# Task requirements
Leave out every picture, and return exactly the lines from the line containing "point at the pink high heel shoe" through the end of the records below, both inclusive.

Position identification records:
=-=-=-=-=

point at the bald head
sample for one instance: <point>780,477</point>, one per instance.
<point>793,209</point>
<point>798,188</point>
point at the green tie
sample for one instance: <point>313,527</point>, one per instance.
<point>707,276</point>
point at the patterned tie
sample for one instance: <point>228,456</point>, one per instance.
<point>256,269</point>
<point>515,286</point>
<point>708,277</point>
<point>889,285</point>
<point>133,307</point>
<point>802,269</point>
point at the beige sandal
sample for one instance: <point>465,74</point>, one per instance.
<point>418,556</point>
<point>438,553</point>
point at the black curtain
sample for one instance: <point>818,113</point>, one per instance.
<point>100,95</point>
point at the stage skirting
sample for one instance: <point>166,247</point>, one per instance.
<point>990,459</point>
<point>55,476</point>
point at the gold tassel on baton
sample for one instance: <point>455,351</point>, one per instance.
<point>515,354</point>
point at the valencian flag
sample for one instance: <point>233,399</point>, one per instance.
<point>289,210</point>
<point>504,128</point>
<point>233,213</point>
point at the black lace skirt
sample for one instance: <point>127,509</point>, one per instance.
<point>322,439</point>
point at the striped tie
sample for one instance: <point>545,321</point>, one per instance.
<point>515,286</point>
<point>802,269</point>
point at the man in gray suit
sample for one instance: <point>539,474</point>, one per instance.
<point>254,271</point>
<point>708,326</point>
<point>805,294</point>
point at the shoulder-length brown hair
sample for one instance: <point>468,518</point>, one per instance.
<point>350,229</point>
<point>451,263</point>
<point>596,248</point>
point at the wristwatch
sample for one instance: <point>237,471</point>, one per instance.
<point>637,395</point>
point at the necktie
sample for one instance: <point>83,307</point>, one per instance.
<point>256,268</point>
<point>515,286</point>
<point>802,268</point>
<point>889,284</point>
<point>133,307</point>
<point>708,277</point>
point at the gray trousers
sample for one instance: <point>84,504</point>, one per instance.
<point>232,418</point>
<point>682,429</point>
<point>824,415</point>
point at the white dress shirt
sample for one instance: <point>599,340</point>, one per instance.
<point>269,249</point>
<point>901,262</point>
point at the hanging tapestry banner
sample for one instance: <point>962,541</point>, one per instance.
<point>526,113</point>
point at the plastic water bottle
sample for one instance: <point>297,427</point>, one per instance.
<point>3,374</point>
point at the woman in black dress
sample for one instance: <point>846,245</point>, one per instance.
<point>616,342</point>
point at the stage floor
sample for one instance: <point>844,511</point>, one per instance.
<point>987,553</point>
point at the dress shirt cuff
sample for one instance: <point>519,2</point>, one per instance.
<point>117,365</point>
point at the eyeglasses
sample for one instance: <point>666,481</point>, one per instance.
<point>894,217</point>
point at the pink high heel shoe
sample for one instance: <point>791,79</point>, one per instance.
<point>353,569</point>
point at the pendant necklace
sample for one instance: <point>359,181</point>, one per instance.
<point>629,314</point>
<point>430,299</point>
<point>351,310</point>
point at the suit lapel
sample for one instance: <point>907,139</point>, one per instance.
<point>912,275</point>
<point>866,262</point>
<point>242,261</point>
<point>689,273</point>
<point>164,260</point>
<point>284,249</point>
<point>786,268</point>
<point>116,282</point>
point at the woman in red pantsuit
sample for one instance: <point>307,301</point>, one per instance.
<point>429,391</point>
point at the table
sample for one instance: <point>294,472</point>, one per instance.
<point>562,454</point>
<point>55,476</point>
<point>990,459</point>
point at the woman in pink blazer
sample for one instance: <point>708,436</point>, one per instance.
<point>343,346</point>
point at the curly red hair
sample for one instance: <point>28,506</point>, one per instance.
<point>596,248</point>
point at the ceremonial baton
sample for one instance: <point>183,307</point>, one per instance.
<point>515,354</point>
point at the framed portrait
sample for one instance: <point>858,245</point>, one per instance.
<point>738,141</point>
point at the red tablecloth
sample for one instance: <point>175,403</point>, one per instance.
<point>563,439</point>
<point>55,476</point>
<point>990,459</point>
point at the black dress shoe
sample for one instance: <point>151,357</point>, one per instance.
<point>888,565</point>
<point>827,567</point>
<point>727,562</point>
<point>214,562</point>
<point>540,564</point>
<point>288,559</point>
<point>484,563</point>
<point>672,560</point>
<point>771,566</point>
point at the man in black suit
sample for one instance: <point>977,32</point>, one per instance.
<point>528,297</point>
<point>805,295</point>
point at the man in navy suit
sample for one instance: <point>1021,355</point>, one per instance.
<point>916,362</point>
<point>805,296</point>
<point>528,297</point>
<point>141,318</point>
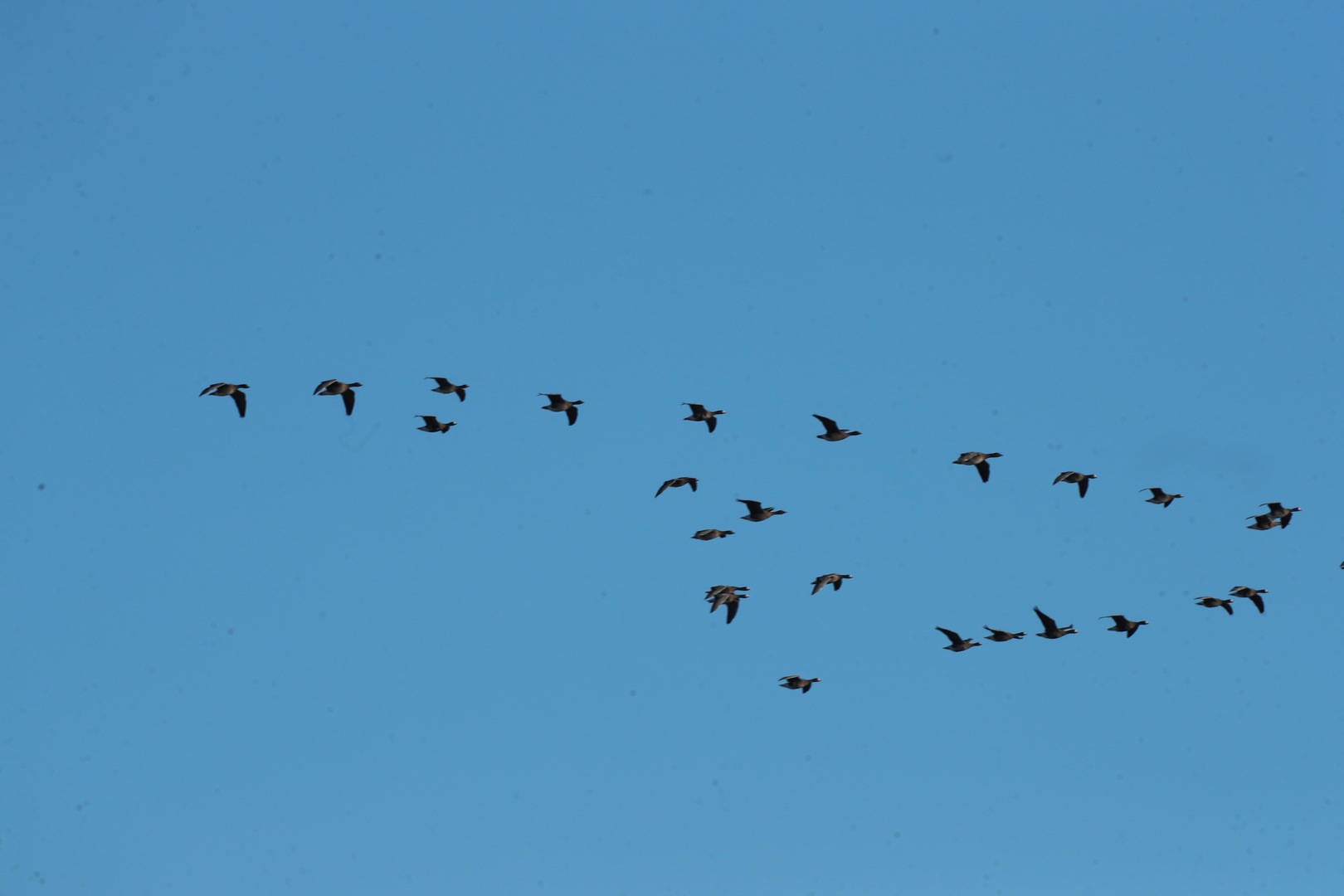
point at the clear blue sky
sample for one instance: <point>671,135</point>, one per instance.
<point>305,653</point>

=-=-=-=-=

# Task response
point at the pink high heel shoe
sample for one instance: <point>791,79</point>, one per instance.
<point>353,569</point>
point at the pendant necklace
sample for one instance: <point>359,181</point>, one per instance.
<point>629,314</point>
<point>430,299</point>
<point>351,310</point>
point at the suit lapel
sample for one instance: <point>907,139</point>, one per instance.
<point>912,275</point>
<point>866,262</point>
<point>242,261</point>
<point>689,273</point>
<point>164,260</point>
<point>284,249</point>
<point>786,268</point>
<point>116,282</point>
point at the woman in red pantsuit
sample for one instance: <point>307,301</point>, one per instance.
<point>429,391</point>
point at the table
sample for one instance: <point>294,472</point>, one per instance.
<point>562,454</point>
<point>55,476</point>
<point>990,459</point>
point at the woman in pink blazer
sample for one instance: <point>708,436</point>, one per instance.
<point>343,346</point>
point at the curly red hair
sample for one instance: <point>28,506</point>, one per instance.
<point>596,248</point>
point at the ceremonial baton
sample for one instance: <point>183,307</point>, one per instance.
<point>515,354</point>
point at the framed portrait
sample for one instance: <point>858,245</point>, one per instance.
<point>738,141</point>
point at the red tablecloth
sample for one instance: <point>175,403</point>, one per instance.
<point>563,439</point>
<point>55,476</point>
<point>990,459</point>
point at the black dress shoe
sample for one instance: <point>151,357</point>, one per instance.
<point>888,565</point>
<point>827,567</point>
<point>727,562</point>
<point>214,562</point>
<point>540,564</point>
<point>288,559</point>
<point>484,563</point>
<point>672,560</point>
<point>771,566</point>
point at the man in black suit
sample for one instance: <point>977,32</point>, one per instance.
<point>528,297</point>
<point>805,295</point>
point at the man in navy suit
sample for one instance: <point>1021,355</point>, one per instance.
<point>916,362</point>
<point>805,296</point>
<point>528,297</point>
<point>141,318</point>
point at the clear blue sky
sample for one instance: <point>671,135</point>, one per instance.
<point>305,653</point>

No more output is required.